Select every line below that contains the string "evenodd", treating uppercase and lowercase as distinct, and copy each such line.
[START Exercise input]
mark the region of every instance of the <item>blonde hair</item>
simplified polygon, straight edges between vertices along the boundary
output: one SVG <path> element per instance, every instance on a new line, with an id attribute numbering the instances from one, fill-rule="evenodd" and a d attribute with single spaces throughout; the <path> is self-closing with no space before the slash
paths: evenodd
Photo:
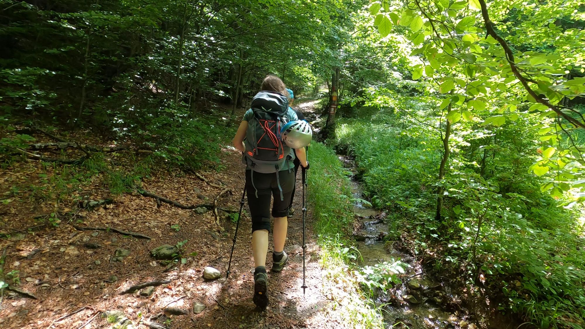
<path id="1" fill-rule="evenodd" d="M 284 85 L 284 83 L 283 82 L 283 80 L 280 80 L 280 78 L 276 76 L 271 74 L 266 76 L 266 77 L 262 80 L 260 90 L 268 91 L 276 91 L 285 96 L 287 99 L 290 98 L 288 95 L 288 92 L 287 91 L 287 87 Z"/>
[END Exercise input]
Final result
output: one SVG <path> element per instance, every instance on a new line, with an id attribute numbering the instances from one, fill-rule="evenodd" and a d attribute with single spaces throughout; the <path> is self-closing with no space before the slash
paths: evenodd
<path id="1" fill-rule="evenodd" d="M 284 85 L 284 83 L 283 82 L 283 80 L 280 80 L 280 78 L 276 76 L 271 74 L 266 76 L 266 77 L 262 80 L 260 90 L 268 91 L 276 91 L 285 96 L 287 99 L 290 98 L 288 95 L 288 92 L 287 91 L 287 87 Z"/>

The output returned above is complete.